*** The data ***
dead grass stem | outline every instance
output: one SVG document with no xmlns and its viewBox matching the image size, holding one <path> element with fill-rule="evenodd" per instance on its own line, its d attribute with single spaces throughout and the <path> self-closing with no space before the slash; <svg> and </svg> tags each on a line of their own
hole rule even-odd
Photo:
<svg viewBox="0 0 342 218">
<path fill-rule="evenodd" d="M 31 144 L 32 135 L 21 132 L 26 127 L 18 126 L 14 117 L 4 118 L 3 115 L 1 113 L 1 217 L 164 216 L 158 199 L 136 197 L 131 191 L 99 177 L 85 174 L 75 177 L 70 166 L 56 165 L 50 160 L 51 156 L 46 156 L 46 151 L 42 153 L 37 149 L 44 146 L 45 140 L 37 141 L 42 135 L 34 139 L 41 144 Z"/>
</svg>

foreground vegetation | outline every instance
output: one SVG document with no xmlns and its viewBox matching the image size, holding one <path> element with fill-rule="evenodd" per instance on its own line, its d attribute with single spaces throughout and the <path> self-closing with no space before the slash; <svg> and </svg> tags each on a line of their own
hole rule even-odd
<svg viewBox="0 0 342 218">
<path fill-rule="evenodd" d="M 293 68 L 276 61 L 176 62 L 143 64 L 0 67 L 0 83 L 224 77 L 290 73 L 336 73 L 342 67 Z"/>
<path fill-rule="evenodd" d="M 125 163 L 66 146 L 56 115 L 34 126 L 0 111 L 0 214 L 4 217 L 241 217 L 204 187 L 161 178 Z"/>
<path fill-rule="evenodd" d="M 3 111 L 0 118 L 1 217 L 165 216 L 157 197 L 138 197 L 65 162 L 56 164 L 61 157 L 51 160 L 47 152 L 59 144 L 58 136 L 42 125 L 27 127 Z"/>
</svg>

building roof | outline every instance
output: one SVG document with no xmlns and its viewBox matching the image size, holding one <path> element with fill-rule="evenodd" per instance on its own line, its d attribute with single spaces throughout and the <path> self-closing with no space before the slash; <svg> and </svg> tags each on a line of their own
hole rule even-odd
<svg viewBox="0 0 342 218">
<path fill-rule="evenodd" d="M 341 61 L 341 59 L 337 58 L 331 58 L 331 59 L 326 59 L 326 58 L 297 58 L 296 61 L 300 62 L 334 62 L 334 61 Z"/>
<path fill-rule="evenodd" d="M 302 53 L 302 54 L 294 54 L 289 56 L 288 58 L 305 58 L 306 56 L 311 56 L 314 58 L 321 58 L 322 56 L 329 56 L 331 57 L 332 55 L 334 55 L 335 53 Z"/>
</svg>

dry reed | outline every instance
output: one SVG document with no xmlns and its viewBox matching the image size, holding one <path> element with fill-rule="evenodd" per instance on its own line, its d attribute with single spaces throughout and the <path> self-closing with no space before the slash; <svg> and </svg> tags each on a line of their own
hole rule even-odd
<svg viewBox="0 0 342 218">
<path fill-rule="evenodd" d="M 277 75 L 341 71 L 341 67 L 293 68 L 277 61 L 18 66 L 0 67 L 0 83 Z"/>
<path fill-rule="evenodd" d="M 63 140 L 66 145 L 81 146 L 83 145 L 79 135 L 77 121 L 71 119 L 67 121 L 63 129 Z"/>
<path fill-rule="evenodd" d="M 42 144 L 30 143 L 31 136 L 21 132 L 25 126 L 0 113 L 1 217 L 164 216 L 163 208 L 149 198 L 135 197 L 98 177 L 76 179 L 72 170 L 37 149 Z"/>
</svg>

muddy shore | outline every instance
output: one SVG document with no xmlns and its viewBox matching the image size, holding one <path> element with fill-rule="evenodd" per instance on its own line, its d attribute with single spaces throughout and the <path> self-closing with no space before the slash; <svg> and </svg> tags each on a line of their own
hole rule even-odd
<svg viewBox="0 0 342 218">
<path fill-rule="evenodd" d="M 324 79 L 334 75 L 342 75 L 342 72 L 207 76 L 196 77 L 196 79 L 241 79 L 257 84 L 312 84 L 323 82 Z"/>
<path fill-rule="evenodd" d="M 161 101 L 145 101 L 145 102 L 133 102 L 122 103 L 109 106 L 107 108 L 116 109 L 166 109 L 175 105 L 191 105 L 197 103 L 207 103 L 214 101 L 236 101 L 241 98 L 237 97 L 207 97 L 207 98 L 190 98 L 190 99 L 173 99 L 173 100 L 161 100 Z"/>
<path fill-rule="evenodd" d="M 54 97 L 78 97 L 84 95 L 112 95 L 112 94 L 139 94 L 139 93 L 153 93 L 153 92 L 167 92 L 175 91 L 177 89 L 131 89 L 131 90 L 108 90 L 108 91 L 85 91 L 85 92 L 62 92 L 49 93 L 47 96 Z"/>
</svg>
*** End of The data ***
## Problem to work on
Please report the number of lines in the data that include "every", with no other words.

## Solution to this problem
5